◆ **WHAT YOU ARE ASKED TO DO**: Go through the following data and transcribe exactly the stretch of lines from the one holding "Target: person walking" to the one holding "of the rectangular", both included.

Point localization data:
-- Opening Marker --

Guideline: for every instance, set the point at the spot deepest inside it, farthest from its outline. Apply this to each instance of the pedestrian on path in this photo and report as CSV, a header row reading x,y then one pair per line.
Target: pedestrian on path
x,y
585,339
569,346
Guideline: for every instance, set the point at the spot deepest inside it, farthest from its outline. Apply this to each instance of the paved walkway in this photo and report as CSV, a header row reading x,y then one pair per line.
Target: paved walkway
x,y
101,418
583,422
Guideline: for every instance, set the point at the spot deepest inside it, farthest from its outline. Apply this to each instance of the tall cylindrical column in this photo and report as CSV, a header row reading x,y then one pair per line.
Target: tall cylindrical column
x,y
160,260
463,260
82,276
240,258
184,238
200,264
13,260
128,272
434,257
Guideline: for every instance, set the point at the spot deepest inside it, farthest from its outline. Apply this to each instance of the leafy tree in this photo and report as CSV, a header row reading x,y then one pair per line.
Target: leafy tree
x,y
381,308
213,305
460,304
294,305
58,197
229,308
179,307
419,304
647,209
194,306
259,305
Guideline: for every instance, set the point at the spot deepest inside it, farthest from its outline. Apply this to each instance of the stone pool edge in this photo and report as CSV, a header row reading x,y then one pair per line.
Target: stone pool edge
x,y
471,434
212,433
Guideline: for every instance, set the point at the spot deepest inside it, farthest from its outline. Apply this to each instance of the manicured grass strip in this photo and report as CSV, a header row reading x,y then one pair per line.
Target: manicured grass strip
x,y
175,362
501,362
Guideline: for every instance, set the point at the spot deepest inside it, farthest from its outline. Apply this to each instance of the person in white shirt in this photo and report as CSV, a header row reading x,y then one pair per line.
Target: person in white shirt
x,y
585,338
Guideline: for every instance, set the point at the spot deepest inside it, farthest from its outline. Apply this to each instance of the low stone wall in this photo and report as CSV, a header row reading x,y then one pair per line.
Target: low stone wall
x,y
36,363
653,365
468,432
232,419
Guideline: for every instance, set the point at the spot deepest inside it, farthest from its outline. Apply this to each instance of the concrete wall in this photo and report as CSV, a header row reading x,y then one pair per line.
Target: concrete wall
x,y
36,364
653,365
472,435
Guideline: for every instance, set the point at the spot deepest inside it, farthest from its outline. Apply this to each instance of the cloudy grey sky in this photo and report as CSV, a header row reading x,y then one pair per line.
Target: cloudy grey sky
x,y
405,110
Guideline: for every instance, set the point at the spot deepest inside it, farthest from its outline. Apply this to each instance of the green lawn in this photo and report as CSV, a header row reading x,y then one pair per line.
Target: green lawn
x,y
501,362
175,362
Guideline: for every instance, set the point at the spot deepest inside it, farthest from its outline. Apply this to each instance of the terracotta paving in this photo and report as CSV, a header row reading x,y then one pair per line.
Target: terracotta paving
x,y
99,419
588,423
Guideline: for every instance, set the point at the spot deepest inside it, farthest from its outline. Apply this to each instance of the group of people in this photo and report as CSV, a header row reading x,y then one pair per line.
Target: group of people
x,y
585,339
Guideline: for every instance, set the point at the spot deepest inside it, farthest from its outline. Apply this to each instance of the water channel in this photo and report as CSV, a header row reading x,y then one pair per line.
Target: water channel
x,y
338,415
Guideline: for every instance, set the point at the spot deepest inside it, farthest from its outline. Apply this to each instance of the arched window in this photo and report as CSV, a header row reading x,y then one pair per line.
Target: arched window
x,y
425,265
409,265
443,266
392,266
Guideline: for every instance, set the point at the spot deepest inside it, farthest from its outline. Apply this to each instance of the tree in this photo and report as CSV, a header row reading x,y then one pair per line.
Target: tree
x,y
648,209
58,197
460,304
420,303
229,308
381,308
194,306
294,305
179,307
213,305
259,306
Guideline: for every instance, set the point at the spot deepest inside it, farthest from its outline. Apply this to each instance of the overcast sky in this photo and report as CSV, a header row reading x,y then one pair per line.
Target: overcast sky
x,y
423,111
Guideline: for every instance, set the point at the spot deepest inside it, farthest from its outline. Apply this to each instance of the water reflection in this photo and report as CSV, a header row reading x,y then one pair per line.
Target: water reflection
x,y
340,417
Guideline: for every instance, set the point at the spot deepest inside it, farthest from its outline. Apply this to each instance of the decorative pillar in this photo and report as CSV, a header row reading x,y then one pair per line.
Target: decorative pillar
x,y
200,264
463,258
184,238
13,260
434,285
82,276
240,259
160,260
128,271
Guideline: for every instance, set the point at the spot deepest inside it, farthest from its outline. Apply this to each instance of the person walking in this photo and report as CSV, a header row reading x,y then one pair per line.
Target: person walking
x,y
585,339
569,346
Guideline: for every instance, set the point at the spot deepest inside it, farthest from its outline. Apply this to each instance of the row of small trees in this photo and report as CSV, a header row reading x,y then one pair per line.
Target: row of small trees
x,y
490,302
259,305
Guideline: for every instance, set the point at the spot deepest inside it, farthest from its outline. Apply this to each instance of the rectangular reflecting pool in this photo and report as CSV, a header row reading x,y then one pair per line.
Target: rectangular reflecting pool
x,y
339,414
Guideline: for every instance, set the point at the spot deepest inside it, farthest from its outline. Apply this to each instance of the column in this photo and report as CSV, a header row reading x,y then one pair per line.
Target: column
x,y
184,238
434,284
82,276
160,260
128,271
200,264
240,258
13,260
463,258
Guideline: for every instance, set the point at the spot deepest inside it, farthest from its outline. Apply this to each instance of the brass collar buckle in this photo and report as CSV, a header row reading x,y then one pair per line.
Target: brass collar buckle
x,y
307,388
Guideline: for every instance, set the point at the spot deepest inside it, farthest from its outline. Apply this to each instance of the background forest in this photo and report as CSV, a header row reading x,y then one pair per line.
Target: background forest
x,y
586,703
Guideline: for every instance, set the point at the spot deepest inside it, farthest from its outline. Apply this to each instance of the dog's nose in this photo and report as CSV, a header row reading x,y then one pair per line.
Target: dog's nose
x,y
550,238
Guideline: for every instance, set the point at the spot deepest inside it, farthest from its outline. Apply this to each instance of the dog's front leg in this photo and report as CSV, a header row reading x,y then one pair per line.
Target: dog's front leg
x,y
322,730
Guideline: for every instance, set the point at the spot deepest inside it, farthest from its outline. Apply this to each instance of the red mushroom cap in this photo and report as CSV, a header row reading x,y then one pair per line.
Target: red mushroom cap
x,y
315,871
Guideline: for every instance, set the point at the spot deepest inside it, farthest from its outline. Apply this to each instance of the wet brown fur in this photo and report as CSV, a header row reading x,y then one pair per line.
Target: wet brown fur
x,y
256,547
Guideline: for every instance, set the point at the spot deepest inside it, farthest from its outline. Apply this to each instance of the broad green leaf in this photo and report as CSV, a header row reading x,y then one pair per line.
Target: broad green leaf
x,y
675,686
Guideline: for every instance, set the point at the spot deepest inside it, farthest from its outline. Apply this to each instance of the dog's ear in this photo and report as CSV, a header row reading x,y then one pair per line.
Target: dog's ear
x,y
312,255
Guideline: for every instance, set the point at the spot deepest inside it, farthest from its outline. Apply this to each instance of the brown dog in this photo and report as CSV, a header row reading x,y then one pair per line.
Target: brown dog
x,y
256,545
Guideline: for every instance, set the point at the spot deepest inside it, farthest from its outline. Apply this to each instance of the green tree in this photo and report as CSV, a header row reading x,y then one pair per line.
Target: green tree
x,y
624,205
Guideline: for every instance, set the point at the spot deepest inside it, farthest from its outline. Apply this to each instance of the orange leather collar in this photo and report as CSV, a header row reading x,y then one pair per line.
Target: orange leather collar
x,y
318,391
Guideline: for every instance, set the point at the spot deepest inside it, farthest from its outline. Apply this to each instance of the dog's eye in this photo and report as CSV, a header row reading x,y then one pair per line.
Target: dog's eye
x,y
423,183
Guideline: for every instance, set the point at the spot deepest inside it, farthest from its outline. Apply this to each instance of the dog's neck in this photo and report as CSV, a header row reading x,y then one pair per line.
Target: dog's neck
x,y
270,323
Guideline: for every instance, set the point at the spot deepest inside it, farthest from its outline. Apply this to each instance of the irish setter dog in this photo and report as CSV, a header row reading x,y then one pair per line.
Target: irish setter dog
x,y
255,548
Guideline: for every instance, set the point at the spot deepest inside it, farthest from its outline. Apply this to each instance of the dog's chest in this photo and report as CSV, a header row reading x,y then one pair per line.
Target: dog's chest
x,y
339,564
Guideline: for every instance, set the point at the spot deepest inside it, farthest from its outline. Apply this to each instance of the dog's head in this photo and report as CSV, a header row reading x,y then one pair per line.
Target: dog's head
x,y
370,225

-- Closing Marker --

◆ **TASK ANSWER**:
Target: person walking
x,y
585,339
569,346
Guideline: for every instance, set the point at the spot deepest inside it, farthest from its outline. Apply this to each instance of the row of small trees in this photo and report as CSV, a header row reading x,y then one pair per line.
Target: row of small trees
x,y
490,302
259,305
Guideline: for every instance, set the point at the spot deepest inside it, farthest from its outline. Apply this to each instance of the rectangular reflecting pool in this photo and report as CSV, a header row reading x,y then one pair per line.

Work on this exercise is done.